■ Document passage
——

That report also pointed out higher rates of mortgage denials among Black people, who were also less likely to get a down payment from family members.
"Some of the most wealthiest people in the world have real estate behind them, because you know you can't make more of it," explained Todd McDonald.
In 2022, McDonald Jr. passed the baton to his son Todd, who says the family motto of people first and economic freedom still stands, focusing now on homeowners.
Their community restoration programs lend to people acquiring and fixing up homes in low-income communities, provided they live in the home and take a home-buyers education course.
"Capital is key. Unfortunately, that keeps a lot of businesses, especially businesses of color, out of opportunities," said Todd McDonald.
He says they also help businesses looking to grow in the community.
"As a community banker, you have to learn how to separate your feelings from the actual business itself and just make the focus on helping people," he explained.
All the while, he's learning from the man who laid the foundation.
"I know my dad's thinking not as Alden, but as, 'Hey, this is a blessing.' I'm just part of the blessing. So how do we, you know, keep navigating this?" he continued.
It's all a part of building wealth, in all the ways that matter.
"Whether the wealth is in the form of money, whether the wealth is in the form of education, whether the wealth in the form of just loving people and helping people do things, that's generational wealth to me," said McDonald Jr.

——

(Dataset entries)
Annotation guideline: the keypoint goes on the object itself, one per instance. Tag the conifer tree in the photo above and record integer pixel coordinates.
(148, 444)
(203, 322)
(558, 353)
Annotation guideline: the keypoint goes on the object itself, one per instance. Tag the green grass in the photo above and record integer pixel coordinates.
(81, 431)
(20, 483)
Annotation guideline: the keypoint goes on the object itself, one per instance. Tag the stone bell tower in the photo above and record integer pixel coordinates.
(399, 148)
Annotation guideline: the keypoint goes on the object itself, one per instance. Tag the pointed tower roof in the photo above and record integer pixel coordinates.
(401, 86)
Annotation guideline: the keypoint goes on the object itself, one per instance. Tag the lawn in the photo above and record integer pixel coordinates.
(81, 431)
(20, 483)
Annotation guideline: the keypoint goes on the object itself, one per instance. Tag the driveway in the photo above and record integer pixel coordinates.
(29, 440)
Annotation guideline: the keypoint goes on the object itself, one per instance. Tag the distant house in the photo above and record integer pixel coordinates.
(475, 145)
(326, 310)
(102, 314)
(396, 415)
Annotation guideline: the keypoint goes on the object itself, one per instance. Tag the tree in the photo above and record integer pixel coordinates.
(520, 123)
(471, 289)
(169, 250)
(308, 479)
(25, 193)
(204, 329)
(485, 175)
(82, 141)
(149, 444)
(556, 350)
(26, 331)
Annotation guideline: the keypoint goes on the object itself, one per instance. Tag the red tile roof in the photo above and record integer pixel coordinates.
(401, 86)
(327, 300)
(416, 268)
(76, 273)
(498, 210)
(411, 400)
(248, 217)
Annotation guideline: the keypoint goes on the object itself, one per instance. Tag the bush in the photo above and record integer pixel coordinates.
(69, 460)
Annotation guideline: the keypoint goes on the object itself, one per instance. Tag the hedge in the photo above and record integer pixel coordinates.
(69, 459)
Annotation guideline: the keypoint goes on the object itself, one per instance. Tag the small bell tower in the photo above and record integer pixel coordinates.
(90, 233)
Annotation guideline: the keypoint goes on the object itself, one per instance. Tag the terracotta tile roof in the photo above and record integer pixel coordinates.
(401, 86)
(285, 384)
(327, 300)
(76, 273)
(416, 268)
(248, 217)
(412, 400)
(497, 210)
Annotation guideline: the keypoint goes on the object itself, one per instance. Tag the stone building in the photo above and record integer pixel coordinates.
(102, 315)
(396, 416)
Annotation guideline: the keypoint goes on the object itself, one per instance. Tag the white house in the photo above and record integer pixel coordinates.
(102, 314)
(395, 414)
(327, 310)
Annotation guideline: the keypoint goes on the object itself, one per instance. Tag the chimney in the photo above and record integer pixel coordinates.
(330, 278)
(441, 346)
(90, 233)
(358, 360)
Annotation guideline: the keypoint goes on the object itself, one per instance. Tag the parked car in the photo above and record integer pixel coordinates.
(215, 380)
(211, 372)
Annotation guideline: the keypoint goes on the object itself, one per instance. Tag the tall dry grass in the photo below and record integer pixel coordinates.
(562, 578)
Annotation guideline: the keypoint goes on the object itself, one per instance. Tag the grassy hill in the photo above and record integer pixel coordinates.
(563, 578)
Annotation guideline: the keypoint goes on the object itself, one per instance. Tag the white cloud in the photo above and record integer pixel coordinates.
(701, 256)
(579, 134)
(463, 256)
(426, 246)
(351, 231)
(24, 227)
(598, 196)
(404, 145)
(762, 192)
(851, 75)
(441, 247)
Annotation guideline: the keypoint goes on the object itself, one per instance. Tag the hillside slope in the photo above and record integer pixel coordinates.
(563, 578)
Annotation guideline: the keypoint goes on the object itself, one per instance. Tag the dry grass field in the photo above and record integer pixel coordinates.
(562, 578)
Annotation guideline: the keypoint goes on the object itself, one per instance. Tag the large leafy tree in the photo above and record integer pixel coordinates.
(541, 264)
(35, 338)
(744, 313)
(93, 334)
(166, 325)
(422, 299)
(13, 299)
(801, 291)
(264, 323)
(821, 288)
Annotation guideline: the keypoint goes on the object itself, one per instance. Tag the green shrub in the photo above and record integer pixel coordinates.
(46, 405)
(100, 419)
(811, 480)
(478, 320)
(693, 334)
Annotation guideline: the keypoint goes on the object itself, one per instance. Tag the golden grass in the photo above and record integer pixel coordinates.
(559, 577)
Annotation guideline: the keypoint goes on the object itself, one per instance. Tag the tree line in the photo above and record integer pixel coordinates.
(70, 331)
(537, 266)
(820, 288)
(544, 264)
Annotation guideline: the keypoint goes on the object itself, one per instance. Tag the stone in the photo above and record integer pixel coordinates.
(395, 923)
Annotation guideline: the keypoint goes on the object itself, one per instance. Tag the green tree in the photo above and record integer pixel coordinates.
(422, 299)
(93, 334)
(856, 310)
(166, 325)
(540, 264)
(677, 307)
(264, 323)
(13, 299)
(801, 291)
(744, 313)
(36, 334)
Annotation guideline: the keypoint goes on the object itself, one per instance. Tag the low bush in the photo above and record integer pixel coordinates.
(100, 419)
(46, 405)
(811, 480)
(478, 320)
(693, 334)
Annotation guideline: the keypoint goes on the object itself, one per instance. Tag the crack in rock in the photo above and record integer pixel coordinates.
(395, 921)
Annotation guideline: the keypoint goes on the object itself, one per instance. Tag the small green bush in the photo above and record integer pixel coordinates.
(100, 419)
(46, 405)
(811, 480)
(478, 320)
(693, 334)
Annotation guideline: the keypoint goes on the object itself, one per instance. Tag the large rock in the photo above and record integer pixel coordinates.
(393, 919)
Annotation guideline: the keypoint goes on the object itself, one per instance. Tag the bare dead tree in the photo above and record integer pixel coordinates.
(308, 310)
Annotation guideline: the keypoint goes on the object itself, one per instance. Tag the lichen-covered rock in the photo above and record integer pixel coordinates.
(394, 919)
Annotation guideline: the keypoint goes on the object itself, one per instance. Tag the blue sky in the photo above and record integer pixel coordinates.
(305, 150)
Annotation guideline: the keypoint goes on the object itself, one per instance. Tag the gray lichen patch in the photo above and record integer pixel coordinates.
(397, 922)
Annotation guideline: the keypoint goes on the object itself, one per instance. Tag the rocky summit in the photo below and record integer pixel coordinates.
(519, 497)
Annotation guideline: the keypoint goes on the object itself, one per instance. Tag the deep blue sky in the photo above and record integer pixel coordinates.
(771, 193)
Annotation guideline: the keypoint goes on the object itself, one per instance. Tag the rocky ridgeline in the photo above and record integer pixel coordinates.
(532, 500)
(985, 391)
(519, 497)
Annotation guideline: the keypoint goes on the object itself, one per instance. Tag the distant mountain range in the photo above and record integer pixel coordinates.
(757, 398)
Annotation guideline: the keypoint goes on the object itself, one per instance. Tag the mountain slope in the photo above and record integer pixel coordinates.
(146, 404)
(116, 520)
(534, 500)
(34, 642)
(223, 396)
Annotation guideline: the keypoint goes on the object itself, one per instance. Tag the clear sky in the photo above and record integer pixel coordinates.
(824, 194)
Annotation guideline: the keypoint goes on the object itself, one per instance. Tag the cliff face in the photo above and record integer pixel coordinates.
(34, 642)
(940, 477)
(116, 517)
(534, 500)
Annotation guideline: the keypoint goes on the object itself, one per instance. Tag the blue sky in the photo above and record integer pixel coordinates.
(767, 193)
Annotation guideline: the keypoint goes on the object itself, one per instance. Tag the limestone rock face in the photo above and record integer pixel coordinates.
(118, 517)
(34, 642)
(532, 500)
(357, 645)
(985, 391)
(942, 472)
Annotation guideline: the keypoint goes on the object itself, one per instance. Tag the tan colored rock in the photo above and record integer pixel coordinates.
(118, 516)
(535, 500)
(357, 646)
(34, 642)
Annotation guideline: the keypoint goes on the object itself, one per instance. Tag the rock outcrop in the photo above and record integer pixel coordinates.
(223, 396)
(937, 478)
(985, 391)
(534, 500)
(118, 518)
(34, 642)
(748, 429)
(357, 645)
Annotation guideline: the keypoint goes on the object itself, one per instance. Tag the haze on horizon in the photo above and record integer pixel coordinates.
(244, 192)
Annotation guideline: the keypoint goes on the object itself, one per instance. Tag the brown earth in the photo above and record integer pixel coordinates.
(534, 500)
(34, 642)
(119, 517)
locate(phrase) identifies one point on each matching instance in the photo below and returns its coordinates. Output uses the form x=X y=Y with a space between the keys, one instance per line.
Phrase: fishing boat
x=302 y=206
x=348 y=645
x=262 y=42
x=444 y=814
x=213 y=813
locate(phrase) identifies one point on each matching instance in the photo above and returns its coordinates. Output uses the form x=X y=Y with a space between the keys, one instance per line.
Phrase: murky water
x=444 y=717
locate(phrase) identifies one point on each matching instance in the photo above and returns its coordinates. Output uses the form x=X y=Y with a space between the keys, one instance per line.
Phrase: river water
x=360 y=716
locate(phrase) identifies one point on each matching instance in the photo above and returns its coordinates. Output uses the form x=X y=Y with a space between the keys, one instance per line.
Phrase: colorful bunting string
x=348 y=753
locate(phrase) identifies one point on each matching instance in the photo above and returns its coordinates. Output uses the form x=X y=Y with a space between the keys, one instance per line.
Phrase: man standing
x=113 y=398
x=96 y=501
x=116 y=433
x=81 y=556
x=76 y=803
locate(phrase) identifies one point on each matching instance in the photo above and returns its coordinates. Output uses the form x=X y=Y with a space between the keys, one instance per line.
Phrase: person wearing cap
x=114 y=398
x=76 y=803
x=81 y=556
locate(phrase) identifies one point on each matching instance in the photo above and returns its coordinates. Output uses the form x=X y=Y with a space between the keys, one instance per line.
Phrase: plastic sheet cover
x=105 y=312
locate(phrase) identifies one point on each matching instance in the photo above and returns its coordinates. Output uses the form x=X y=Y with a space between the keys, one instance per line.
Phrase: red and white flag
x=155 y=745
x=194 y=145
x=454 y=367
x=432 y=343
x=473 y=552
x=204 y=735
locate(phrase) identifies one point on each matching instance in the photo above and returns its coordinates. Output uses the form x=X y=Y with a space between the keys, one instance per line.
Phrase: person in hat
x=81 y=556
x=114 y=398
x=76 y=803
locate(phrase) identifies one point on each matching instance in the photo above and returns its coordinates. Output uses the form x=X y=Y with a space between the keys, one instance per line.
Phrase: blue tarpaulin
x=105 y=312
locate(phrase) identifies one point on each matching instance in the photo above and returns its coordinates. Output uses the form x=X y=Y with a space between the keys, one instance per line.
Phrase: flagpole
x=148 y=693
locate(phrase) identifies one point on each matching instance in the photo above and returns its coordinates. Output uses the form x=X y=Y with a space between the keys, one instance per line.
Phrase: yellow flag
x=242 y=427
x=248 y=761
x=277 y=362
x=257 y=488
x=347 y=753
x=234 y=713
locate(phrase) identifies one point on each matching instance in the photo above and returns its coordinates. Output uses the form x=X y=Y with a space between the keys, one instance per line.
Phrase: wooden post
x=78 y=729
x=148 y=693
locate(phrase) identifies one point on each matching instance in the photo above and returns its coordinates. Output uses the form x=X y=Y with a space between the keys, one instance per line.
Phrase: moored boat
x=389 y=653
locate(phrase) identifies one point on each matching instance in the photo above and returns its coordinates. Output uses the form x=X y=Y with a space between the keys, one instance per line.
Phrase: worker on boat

——

In the community banking passage, what reason does Todd McDonald give for some of the wealthiest people in the world having real estate behind them? Answer in one to three sentences.

Todd McDonald says it is because you can't make more of it.